* **LISTED ENTRIES**:
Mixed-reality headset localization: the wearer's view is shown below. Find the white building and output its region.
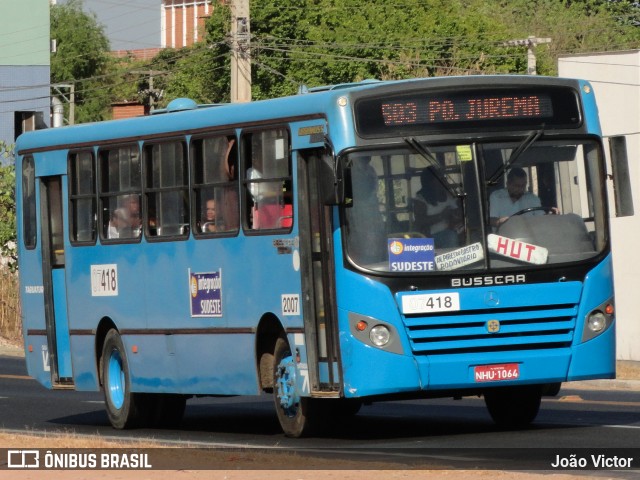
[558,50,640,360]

...

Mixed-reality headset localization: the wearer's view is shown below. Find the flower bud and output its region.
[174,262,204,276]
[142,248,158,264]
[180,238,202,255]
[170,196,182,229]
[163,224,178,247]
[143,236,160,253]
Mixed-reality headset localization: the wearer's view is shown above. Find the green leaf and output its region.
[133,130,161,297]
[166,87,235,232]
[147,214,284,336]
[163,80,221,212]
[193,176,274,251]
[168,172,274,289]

...

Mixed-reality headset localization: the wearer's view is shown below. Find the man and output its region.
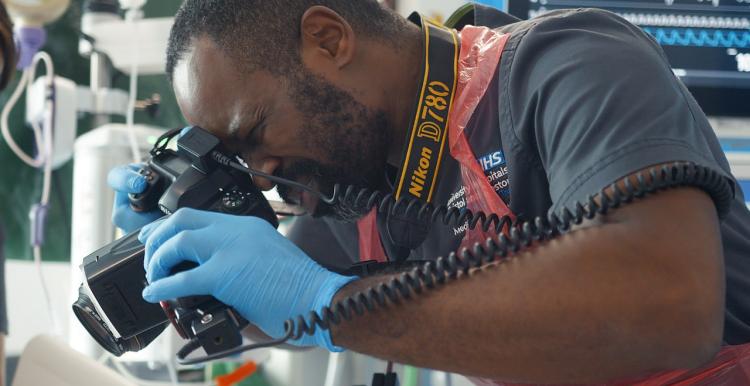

* **WHAT YOU HAVE TO DO**:
Output the lines above as a Markdown table with the columns "Row" and "Line", starting at the line that has "building and output its region." and stopping after the line that has "[558,50,640,360]". Skip blank lines and leave the pictures out.

* **THE OUTPUT**:
| Row | Line |
|---|---|
| 1 | Mixed-reality headset localization: the wearer's view is shown below. Find the white building and output its region. |
| 2 | [558,50,640,360] |